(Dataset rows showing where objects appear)
>>>>>

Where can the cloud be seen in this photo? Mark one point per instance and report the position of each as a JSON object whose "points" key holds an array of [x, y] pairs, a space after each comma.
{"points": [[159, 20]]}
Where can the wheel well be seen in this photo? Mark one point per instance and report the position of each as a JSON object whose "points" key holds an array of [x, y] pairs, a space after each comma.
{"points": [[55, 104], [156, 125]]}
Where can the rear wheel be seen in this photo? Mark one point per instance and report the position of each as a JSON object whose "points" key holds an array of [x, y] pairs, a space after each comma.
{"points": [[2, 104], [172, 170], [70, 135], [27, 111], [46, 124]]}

<<<<<
>>>>>

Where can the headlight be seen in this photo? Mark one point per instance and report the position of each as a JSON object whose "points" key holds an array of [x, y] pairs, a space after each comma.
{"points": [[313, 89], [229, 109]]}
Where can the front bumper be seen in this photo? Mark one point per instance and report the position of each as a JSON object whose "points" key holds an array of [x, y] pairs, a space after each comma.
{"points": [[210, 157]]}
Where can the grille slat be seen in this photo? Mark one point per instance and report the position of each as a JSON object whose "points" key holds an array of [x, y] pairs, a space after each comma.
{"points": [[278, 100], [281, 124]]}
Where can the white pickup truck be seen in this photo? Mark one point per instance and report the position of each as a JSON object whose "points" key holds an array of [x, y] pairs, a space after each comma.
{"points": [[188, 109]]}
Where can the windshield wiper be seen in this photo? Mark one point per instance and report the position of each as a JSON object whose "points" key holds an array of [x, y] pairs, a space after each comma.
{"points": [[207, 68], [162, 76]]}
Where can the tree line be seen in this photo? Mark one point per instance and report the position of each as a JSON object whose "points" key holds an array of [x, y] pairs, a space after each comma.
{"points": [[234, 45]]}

<<<<<

§ **PROBLEM DESCRIPTION**: Locate each line in the entries above that contains the string "wheel", and copy those lines.

§ **COMPLETED EXERCISE**:
Where can the wheel well be seen in this photo? Mark one point per instance and report the position of each as a JSON object whose "points" key holds an array of [x, y] pairs, a space after each comma.
Where can the rear wheel be seen in this photo? Mark one point per instance and report the position of each as a JSON object whose "points" key holds an array of [x, y] pairs, a space after each comma.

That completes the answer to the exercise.